Records for processing: Begin

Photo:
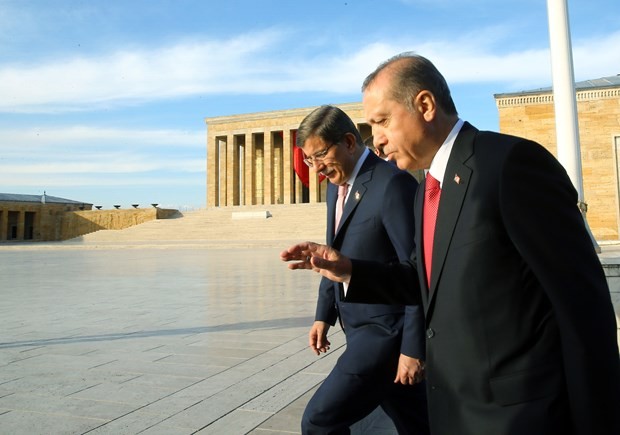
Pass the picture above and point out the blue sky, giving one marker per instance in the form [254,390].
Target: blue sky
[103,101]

Records for processing: End
Records for processing: Begin

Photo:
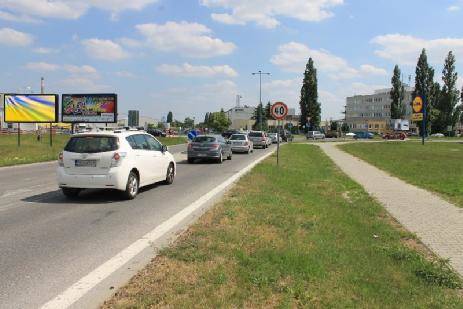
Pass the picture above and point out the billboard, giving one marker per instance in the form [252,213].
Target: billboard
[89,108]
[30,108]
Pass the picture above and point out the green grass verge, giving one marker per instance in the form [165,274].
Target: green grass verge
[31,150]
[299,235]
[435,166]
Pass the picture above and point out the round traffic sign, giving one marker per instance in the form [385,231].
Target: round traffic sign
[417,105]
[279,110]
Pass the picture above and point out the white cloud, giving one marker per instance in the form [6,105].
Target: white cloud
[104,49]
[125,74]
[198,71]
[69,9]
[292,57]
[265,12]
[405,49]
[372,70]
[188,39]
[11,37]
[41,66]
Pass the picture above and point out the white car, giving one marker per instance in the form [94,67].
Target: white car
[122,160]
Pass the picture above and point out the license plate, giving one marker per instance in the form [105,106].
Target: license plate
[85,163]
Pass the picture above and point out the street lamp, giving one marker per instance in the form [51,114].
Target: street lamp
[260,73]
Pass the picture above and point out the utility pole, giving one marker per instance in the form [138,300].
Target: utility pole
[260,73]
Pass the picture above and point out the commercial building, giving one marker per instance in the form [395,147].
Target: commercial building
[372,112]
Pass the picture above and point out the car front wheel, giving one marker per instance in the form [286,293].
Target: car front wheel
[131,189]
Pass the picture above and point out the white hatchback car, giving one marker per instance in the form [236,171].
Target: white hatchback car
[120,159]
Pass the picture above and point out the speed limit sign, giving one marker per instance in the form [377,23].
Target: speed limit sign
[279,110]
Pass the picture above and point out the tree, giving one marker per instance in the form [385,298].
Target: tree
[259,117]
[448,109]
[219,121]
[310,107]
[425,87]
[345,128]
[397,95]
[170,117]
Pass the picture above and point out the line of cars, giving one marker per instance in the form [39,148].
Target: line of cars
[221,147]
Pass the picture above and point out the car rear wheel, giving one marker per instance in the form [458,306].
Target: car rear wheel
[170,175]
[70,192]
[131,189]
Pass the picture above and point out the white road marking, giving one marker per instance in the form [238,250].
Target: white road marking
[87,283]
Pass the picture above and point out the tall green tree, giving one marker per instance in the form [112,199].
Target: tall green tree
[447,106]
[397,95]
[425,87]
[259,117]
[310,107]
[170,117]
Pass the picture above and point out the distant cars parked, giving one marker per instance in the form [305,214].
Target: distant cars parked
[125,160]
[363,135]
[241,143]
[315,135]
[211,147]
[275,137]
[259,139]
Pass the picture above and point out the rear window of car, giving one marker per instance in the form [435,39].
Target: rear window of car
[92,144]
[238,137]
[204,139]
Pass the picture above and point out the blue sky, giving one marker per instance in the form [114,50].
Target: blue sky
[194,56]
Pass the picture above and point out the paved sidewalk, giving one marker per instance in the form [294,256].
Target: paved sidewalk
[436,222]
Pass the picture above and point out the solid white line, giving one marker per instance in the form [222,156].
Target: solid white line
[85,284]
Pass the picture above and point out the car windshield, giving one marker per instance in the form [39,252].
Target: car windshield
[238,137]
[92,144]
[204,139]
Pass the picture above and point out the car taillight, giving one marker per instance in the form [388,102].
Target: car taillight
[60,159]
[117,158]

Records for processing: End
Records for processing: Begin

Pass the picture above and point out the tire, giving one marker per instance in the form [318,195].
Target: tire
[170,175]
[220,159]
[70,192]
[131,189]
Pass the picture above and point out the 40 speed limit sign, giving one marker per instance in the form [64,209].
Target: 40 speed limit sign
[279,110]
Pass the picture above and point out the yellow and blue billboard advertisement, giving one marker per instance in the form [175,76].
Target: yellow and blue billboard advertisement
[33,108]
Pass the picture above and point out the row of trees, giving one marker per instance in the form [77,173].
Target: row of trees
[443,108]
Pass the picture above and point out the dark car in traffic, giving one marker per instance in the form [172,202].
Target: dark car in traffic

Records for processing: End

• **Problem to solve**:
Check each line above for the string "dark", then copy the ones that have it.

• **Output for this task**:
Pass the picture above and point out the dark car in traffic, giving one marker per instance in the form [172,202].
Target: dark car in traffic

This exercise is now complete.